-- Stated exercise 1 --
Answer these from the negotiation text, giving each answer on its own line with the matching letter:
(a) What book does the text suggest, and who wrote it?
(b) What reason does the man who wants the window open give?
(c) What does the librarian do to settle the quarrel?
-- Stated exercise 2 --
Reproduce the negotiation text word for word, starting at "Enter the librarian." and ending at "of many negotiations.".

-- Document --

## START

You don’t have the job you want, you don’t have the sex life you want — how are you going to get what you want?

How To Get What You Want

The main reason you don’t have what you want is because you don’t know how to negotiate effectively.

If you want to learn to negotiate effectively for what you want, you might want to check out the book Getting To Yes by Fisher and Ury.

Getting to Yes outlines a process of effective negotiation that will help you get what you want in virtually any aspect of your life.

Here is an example from the book:

“Consider Mary Parker Follett’s story of two men quarreling in a library.

One wants the window open and the other wants it closed.

They bicker back and forth about how much to leave it open: a crack, halfway, three-quarters of the way.

No solution satisfies them both.

Enter the librarian.

She asks one why he wants the window open: “To get some fresh air.”

She asks the other why he wants it closed: “To avoid the draft.”

After thinking a minute, she opens wide a window in the next room, bringing in fresh air without a draft.

For a wise solution reconcile interests, not positions.

This story is typical of many negotiations.

Since the parties’ problem appears to be a conflict of positions, and since their goal is to agree on a position, they naturally tend to think and talk about positions— and in the process often reach an impasse.

## END

-- Raw records --
## START

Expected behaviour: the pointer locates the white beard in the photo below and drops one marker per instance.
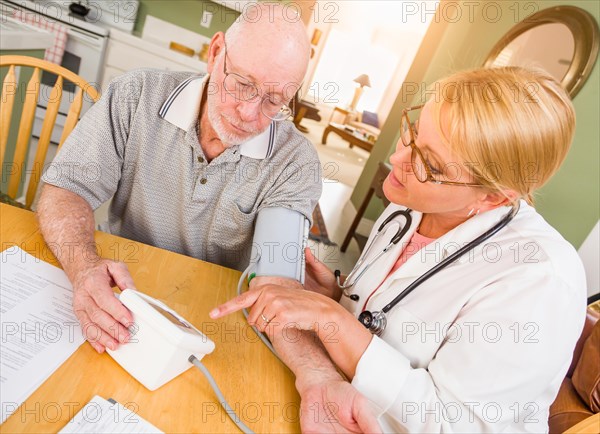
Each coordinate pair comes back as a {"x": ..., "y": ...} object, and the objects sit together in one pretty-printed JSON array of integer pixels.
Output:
[{"x": 227, "y": 137}]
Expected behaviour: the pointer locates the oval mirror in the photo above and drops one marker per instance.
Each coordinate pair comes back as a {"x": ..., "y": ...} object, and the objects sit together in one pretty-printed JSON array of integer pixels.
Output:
[{"x": 562, "y": 40}]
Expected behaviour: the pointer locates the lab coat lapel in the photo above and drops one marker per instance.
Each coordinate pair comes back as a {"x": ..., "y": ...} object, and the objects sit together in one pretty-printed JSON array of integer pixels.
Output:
[
  {"x": 444, "y": 246},
  {"x": 381, "y": 268}
]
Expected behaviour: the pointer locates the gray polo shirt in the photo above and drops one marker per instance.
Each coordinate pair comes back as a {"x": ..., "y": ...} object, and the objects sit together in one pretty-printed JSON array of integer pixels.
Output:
[{"x": 139, "y": 145}]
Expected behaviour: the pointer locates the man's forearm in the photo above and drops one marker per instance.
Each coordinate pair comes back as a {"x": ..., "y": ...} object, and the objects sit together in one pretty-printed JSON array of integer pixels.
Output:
[
  {"x": 67, "y": 223},
  {"x": 304, "y": 354}
]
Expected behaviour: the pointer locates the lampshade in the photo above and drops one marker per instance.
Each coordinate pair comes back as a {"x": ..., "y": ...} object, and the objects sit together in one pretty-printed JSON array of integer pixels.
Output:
[{"x": 363, "y": 80}]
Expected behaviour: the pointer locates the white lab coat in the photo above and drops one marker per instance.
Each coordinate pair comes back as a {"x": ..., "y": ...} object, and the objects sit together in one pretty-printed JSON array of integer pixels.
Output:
[{"x": 482, "y": 346}]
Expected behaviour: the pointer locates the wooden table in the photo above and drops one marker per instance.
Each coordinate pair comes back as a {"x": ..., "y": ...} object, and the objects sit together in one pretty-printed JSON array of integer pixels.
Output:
[
  {"x": 257, "y": 385},
  {"x": 341, "y": 130}
]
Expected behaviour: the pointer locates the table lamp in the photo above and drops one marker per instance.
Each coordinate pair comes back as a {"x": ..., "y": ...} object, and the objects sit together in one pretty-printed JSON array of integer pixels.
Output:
[{"x": 362, "y": 80}]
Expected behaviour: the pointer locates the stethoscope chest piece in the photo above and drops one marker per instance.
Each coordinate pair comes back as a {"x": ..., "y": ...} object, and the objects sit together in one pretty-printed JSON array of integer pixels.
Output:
[{"x": 375, "y": 322}]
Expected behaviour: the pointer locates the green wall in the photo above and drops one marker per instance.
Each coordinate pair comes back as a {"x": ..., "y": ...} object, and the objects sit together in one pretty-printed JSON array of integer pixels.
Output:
[
  {"x": 571, "y": 200},
  {"x": 186, "y": 14}
]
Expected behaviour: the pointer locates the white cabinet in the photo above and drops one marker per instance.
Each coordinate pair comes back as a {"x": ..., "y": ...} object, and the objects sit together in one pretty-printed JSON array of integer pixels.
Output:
[{"x": 126, "y": 52}]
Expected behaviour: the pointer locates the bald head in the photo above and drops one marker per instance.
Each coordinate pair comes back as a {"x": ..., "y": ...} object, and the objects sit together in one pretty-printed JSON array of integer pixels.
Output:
[{"x": 271, "y": 37}]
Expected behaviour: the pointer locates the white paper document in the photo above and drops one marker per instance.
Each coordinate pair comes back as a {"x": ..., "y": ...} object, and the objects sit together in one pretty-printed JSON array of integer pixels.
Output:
[
  {"x": 102, "y": 416},
  {"x": 39, "y": 328}
]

## END

-- Finished answer 1 --
(a) Getting To Yes, by Fisher and Ury.
(b) To get some fresh air.
(c) She opens a window wide in the next room, bringing in fresh air without a draft.

-- Finished answer 2 --
Enter the librarian.

She asks one why he wants the window open: “To get some fresh air.”

She asks the other why he wants it closed: “To avoid the draft.”

After thinking a minute, she opens wide a window in the next room, bringing in fresh air without a draft.

For a wise solution reconcile interests, not positions.

This story is typical of many negotiations.